A block of data
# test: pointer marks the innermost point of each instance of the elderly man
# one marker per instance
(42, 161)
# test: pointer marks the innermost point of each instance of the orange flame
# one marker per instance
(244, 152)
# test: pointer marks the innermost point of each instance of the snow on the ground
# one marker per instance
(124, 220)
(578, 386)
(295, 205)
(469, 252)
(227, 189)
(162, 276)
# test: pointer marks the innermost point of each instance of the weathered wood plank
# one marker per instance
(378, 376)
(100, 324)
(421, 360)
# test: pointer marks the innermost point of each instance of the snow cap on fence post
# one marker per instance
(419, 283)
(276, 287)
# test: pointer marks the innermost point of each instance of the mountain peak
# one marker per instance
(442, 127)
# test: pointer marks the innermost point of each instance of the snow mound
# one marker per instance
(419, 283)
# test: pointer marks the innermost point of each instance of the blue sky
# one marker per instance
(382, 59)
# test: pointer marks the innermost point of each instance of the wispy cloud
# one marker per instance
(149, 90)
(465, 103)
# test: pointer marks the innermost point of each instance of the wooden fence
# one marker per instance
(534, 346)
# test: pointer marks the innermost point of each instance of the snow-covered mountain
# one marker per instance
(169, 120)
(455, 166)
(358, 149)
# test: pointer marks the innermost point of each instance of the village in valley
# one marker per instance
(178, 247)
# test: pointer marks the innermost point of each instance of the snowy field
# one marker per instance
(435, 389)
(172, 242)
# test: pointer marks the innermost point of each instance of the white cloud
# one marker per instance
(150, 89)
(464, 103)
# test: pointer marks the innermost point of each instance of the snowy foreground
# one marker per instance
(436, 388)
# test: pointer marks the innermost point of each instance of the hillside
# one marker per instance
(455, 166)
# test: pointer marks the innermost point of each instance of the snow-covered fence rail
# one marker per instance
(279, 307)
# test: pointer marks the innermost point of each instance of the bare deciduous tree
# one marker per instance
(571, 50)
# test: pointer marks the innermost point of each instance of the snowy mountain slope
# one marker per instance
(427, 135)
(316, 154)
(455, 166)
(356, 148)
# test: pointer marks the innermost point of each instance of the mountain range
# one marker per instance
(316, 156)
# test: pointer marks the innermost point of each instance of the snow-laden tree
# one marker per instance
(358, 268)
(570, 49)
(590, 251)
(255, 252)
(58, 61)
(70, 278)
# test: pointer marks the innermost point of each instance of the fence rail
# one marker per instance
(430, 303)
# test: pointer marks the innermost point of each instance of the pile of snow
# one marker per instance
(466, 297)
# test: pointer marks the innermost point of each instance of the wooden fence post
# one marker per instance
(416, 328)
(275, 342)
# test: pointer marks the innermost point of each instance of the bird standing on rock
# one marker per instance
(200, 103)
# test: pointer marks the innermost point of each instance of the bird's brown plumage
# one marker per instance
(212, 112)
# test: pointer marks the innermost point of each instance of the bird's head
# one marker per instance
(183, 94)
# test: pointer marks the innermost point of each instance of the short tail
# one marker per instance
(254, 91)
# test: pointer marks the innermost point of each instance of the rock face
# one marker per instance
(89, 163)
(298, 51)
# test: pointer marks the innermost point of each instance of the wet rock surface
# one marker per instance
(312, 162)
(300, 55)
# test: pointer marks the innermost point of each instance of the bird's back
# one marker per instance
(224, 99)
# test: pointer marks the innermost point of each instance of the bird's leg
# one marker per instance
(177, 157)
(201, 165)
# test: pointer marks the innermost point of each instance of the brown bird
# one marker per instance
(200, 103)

## INSTRUCTION
Render all the rows in the block of data above as a JSON list of strings, one string per line, with blank lines omitted.

## RESPONSE
[
  "# test: pointer marks the innermost point of each instance of the elderly man",
  "# one marker per instance",
  "(42, 161)",
  "# test: pointer marks the innermost point of each instance of the orange flame",
  "# one marker per instance",
  "(244, 152)",
  "# test: pointer marks the innermost point of each instance of the snow on the ground",
  "# one marker per instance",
  "(124, 220)",
  "(578, 386)",
  "(295, 205)",
  "(469, 252)",
  "(227, 189)",
  "(162, 276)",
  "# test: pointer marks the innermost point of each instance of the weathered wood plank",
  "# one marker per instance",
  "(378, 376)",
  "(100, 324)",
  "(421, 360)",
  "# test: pointer marks the innermost point of each instance of the snow cap on fence post",
  "# one marker per instance",
  "(419, 283)",
  "(276, 287)",
  "# test: pointer marks the innermost point of each instance of the mountain peak",
  "# one marker per instance",
  "(442, 127)",
  "# test: pointer marks the innermost point of each instance of the snow mound",
  "# one marker per instance",
  "(419, 283)",
  "# test: pointer marks the innermost point of each instance of the blue sky",
  "# one marker per instance",
  "(382, 59)",
  "# test: pointer marks the innermost point of each instance of the wispy cloud",
  "# one marker per instance",
  "(149, 90)",
  "(465, 103)",
  "# test: pointer marks the innermost point of each instance of the wooden fence",
  "# one marker per instance",
  "(534, 346)",
  "# test: pointer marks the innermost point of each instance of the snow-covered mountain",
  "# one marker per instance",
  "(169, 120)",
  "(455, 166)",
  "(358, 149)",
  "# test: pointer marks the innermost point of each instance of the village in valley",
  "# one marker per instance",
  "(178, 247)",
  "# test: pointer marks the innermost point of each instance of the snowy field",
  "# one marker per instance",
  "(435, 389)",
  "(172, 242)",
  "# test: pointer marks the innermost point of each instance of the white cloud",
  "# one marker per instance",
  "(150, 89)",
  "(464, 103)",
  "# test: pointer marks the innermost point of each instance of the snowy foreground",
  "# one marker per instance",
  "(436, 388)",
  "# test: pointer marks the innermost point of each instance of the hillside",
  "# one marker per instance",
  "(455, 166)",
  "# test: pointer marks the innermost point of each instance of the snow-covered fence rail",
  "# one marker per instance",
  "(279, 307)",
  "# test: pointer marks the innermost point of each instance of the bare deciduous tree",
  "# one marker per instance",
  "(571, 50)",
  "# test: pointer marks the innermost point of each instance of the snowy mountain slope",
  "# one marker per instance",
  "(427, 135)",
  "(316, 154)",
  "(455, 166)",
  "(356, 148)",
  "# test: pointer marks the innermost point of each instance of the mountain range",
  "# one marker per instance",
  "(316, 156)",
  "# test: pointer marks the innermost point of each instance of the snow-laden tree",
  "# one marker per instance",
  "(358, 268)",
  "(570, 49)",
  "(590, 251)",
  "(255, 252)",
  "(58, 61)",
  "(70, 278)",
  "# test: pointer marks the innermost point of each instance of the fence rail",
  "# one marker per instance",
  "(430, 303)",
  "# test: pointer marks the innermost point of each instance of the pile of snow",
  "# one marker per instance",
  "(466, 297)",
  "# test: pointer marks the innermost point of each instance of the wooden fence post",
  "# one marker per instance",
  "(416, 328)",
  "(275, 342)",
  "# test: pointer marks the innermost point of each instance of the bird standing on rock",
  "# one marker per instance",
  "(200, 103)",
  "# test: pointer marks the innermost point of each instance of the bird's brown plumage",
  "# one marker per instance",
  "(212, 112)",
  "# test: pointer marks the innermost point of each instance of the bird's head",
  "# one marker per instance",
  "(183, 94)",
  "# test: pointer marks the innermost point of each instance of the short tail",
  "# one marker per instance",
  "(254, 91)",
  "# test: pointer marks the innermost point of each instance of the rock face",
  "# one marker per instance",
  "(89, 163)",
  "(298, 51)",
  "# test: pointer marks the innermost point of each instance of the wet rock surface",
  "# one marker per instance",
  "(312, 162)",
  "(300, 55)",
  "# test: pointer marks the innermost point of each instance of the bird's back",
  "# one marker per instance",
  "(224, 99)",
  "# test: pointer marks the innermost point of each instance of the bird's leg",
  "# one marker per instance",
  "(177, 157)",
  "(201, 165)",
  "# test: pointer marks the innermost point of each instance of the brown bird",
  "# one marker per instance",
  "(200, 103)"
]